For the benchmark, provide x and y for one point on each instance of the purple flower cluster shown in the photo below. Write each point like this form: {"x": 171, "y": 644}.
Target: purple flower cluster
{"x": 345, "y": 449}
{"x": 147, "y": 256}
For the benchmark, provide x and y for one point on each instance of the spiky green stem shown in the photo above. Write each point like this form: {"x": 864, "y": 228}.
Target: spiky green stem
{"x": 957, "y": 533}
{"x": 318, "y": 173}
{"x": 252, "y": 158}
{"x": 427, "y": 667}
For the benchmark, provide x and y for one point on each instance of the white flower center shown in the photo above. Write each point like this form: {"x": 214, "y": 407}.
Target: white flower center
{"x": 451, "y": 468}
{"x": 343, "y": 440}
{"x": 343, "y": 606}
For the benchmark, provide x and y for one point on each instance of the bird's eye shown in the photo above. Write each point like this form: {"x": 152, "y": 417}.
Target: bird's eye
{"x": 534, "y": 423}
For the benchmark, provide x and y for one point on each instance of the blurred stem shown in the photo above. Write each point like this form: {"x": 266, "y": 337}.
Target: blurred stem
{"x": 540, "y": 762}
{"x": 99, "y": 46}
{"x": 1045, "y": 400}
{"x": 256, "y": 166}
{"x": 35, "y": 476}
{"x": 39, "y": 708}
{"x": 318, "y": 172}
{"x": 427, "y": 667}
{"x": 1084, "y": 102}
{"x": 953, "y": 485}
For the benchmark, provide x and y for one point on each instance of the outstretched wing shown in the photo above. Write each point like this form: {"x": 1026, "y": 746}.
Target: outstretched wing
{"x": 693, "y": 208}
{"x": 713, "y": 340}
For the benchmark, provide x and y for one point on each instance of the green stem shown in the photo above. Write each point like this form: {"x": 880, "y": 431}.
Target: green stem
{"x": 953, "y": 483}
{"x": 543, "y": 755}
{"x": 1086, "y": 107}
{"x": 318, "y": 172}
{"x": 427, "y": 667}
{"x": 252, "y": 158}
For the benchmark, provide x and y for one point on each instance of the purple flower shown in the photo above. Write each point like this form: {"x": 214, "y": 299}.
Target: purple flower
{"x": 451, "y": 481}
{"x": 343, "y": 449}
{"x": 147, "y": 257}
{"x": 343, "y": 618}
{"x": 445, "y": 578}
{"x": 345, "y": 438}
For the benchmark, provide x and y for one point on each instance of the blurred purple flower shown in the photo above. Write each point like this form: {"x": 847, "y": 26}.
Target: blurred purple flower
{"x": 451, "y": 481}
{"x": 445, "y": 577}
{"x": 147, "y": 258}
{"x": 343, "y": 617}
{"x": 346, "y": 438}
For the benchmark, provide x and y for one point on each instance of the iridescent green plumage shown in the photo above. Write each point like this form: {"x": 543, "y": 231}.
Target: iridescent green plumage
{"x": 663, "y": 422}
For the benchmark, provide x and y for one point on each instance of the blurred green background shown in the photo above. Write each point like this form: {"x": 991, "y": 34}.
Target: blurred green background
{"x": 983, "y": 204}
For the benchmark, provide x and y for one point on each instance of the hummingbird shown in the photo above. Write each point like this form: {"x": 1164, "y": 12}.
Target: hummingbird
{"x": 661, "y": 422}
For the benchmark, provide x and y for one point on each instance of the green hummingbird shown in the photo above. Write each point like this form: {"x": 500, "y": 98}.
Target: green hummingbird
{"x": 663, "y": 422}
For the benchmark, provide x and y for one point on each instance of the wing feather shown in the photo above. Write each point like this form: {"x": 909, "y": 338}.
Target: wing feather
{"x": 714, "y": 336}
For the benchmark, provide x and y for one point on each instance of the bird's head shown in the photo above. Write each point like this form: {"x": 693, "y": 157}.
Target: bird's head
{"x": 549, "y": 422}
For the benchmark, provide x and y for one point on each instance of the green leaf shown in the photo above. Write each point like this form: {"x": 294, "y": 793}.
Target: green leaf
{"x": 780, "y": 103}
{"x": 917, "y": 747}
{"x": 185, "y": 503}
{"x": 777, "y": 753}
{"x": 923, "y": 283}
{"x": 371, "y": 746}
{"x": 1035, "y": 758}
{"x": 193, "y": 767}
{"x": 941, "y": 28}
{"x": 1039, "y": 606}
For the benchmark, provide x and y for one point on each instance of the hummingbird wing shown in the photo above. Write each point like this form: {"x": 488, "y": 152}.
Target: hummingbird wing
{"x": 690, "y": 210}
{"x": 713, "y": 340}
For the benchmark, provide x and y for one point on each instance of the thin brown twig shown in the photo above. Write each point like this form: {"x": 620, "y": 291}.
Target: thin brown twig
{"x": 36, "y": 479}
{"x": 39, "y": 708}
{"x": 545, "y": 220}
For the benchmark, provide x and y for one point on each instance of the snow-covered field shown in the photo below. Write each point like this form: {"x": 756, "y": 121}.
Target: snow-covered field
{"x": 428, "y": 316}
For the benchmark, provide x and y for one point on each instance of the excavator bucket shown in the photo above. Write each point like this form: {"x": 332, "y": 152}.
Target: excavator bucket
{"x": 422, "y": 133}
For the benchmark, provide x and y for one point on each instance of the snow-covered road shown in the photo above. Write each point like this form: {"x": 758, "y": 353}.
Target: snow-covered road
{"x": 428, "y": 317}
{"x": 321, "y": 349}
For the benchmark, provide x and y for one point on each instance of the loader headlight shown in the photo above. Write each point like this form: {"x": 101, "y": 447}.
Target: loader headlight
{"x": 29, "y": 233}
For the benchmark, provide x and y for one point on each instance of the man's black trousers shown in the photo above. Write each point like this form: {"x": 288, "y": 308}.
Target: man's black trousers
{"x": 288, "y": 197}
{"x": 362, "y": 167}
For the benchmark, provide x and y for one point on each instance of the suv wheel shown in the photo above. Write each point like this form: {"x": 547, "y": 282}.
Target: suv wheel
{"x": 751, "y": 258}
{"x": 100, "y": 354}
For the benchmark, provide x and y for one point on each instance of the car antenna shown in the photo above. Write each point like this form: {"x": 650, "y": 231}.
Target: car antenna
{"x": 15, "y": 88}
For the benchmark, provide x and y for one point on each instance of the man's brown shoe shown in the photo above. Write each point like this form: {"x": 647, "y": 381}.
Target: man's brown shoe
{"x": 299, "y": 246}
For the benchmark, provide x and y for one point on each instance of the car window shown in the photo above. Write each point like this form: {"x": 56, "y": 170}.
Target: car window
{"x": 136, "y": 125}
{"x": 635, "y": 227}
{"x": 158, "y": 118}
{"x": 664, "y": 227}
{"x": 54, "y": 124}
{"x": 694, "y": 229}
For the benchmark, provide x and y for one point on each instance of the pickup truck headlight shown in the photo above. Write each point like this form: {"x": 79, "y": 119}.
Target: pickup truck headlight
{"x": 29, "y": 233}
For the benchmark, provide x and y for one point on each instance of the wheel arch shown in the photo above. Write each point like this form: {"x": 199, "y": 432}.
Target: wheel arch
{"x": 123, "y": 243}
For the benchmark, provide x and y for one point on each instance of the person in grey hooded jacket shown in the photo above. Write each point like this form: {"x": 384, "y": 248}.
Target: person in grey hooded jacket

● Directions:
Extract all of the data above and output it character for character.

● Task response:
For the benchmark, provide x and y for one point on each instance of the purple flower cluster shown in the photo below. Write each point like this form: {"x": 171, "y": 644}.
Target: purple flower cluster
{"x": 345, "y": 449}
{"x": 147, "y": 256}
For the benchmark, provide x and y for one point on each instance of the spiky green stem shown in the photo above. Write each point like this form: {"x": 864, "y": 228}.
Target: spiky green stem
{"x": 957, "y": 533}
{"x": 318, "y": 173}
{"x": 252, "y": 158}
{"x": 427, "y": 667}
For the benchmark, provide x and y for one point on each instance of the white flower center shown in the photo above. Write each point like this form: {"x": 214, "y": 407}.
Target: white flower center
{"x": 451, "y": 468}
{"x": 343, "y": 440}
{"x": 343, "y": 606}
For the benchmark, provide x and y for one point on each instance of the bird's eye shown in the photo above. Write each point like this form: {"x": 152, "y": 417}.
Target: bird's eye
{"x": 534, "y": 423}
For the benchmark, provide x and y for one point on each instance of the blurred stem shown in the photo above. Write each point like this form: {"x": 266, "y": 337}.
Target: blurred stem
{"x": 540, "y": 762}
{"x": 99, "y": 46}
{"x": 1045, "y": 400}
{"x": 256, "y": 166}
{"x": 35, "y": 476}
{"x": 39, "y": 708}
{"x": 318, "y": 172}
{"x": 427, "y": 667}
{"x": 1084, "y": 102}
{"x": 953, "y": 485}
For the benchmark, provide x and y for one point on each instance of the outstretched wing shown in the photo above. Write each point like this form: {"x": 1026, "y": 746}.
Target: outstretched wing
{"x": 693, "y": 208}
{"x": 713, "y": 340}
For the benchmark, provide x and y for one point on each instance of the green stem shown in the photo above. Write each point like this form: {"x": 880, "y": 431}.
Target: green stem
{"x": 953, "y": 483}
{"x": 543, "y": 755}
{"x": 1086, "y": 107}
{"x": 318, "y": 172}
{"x": 427, "y": 667}
{"x": 252, "y": 158}
For the benchmark, provide x and y for one point on each instance of the purple flower shown in the photo above. Write each point like this form: {"x": 214, "y": 299}.
Target: purple flower
{"x": 451, "y": 481}
{"x": 343, "y": 449}
{"x": 147, "y": 257}
{"x": 343, "y": 618}
{"x": 445, "y": 578}
{"x": 345, "y": 438}
For the benchmark, provide x and y for one point on each instance of the blurred purple flower shown in the photo above. Write each point like this form: {"x": 847, "y": 26}.
Target: blurred purple flower
{"x": 451, "y": 481}
{"x": 445, "y": 577}
{"x": 147, "y": 258}
{"x": 343, "y": 617}
{"x": 346, "y": 438}
For the benchmark, provide x and y for one point on each instance of the iridescent green plumage shown in the photo above. Write each point like this form: {"x": 543, "y": 231}.
Target: iridescent green plumage
{"x": 663, "y": 422}
For the benchmark, provide x and y for one point on each instance of the blurred green background shown in the photo above. Write each point like this form: {"x": 991, "y": 34}.
Target: blurred green background
{"x": 983, "y": 204}
For the benchmark, provide x and y for one point on each instance of the hummingbird shown in the photo above. Write each point like this form: {"x": 1164, "y": 12}.
Target: hummingbird
{"x": 661, "y": 422}
For the benchmark, provide x and y for one point on each instance of the green hummingbird shown in the photo above. Write each point like this form: {"x": 500, "y": 98}.
Target: green hummingbird
{"x": 663, "y": 422}
For the benchmark, provide x and y for one point on each instance of the wing feather shown in the photo above. Write each point like this form: {"x": 909, "y": 338}.
Target: wing feather
{"x": 714, "y": 336}
For the benchmark, provide x and y for one point on each instance of the bird's head shown in the photo above. Write each point like this form: {"x": 693, "y": 157}.
Target: bird's head
{"x": 549, "y": 422}
For the benchmark, provide x and y for one point on each instance of the green leaf shown in the photo above. Write each point like this form: {"x": 294, "y": 793}.
Target: green leaf
{"x": 780, "y": 103}
{"x": 917, "y": 747}
{"x": 185, "y": 503}
{"x": 777, "y": 753}
{"x": 923, "y": 283}
{"x": 371, "y": 746}
{"x": 1035, "y": 758}
{"x": 193, "y": 767}
{"x": 941, "y": 28}
{"x": 1039, "y": 606}
For the benchmark, provide x and y for one point on each instance of the hummingbird wing shown in the photo above. Write each point like this form: {"x": 488, "y": 152}.
Target: hummingbird wing
{"x": 690, "y": 210}
{"x": 713, "y": 340}
For the benchmark, provide x and y for one point on each instance of the thin brown twig shown in the photo above. Write each point like this form: {"x": 620, "y": 291}.
Target: thin brown twig
{"x": 36, "y": 479}
{"x": 39, "y": 708}
{"x": 545, "y": 220}
For the benchmark, provide x and y for one point on each instance of the snow-covered field shown in the photo below. Write each point like this form: {"x": 756, "y": 121}.
Target: snow-covered field
{"x": 428, "y": 316}
For the benchmark, provide x and y for one point on each instance of the excavator bucket shown in the photo above. Write each point like this form: {"x": 332, "y": 152}.
Target: excavator bucket
{"x": 422, "y": 133}
For the benchmark, provide x and y for one point on each instance of the snow-covered road shown in the photo above. Write each point like this form: {"x": 758, "y": 353}.
Target: snow-covered road
{"x": 428, "y": 317}
{"x": 321, "y": 349}
For the benchmark, provide x and y for one point on each instance of the loader headlight shown in the photo above. Write each point like this form: {"x": 101, "y": 447}.
Target: loader headlight
{"x": 29, "y": 233}
For the benchmark, provide x and y for one point on each instance of the man's black trousers shown in the photo above. Write each point like this form: {"x": 288, "y": 308}.
Target: man's black trousers
{"x": 288, "y": 197}
{"x": 362, "y": 167}
For the benchmark, provide x and y for one point on each instance of the suv wheel shown in the photo above. Write each point like this form: {"x": 547, "y": 282}.
Target: suv wheel
{"x": 751, "y": 258}
{"x": 100, "y": 354}
For the benchmark, provide x and y for one point on each instance of the car antenna shown in the photo above. Write each point like this form: {"x": 650, "y": 231}.
Target: car antenna
{"x": 15, "y": 88}
For the benchmark, provide x and y for one point on each instance of the man's brown shoe shown in the photo above. Write each point like this form: {"x": 647, "y": 381}.
Target: man's brown shoe
{"x": 299, "y": 246}
For the benchmark, provide x and y for one point on each instance of the car window shown in the photo above. Write each point like this form: {"x": 56, "y": 170}.
Target: car window
{"x": 136, "y": 125}
{"x": 635, "y": 227}
{"x": 158, "y": 118}
{"x": 664, "y": 227}
{"x": 54, "y": 124}
{"x": 694, "y": 229}
For the benchmark, provide x and y for one point on each instance of the pickup truck headlight shown in the photo above. Write each point like this form: {"x": 79, "y": 119}.
Target: pickup truck headlight
{"x": 29, "y": 233}
For the benchmark, provide x and y for one point on each instance of the wheel arch shown in the photo above. Write each point like this form: {"x": 199, "y": 432}.
Target: wheel arch
{"x": 123, "y": 243}
For the benchmark, provide x and y for one point on each instance of the person in grey hooded jacket shown in the photo above. Write each point like this form: {"x": 384, "y": 248}.
Target: person in grey hooded jacket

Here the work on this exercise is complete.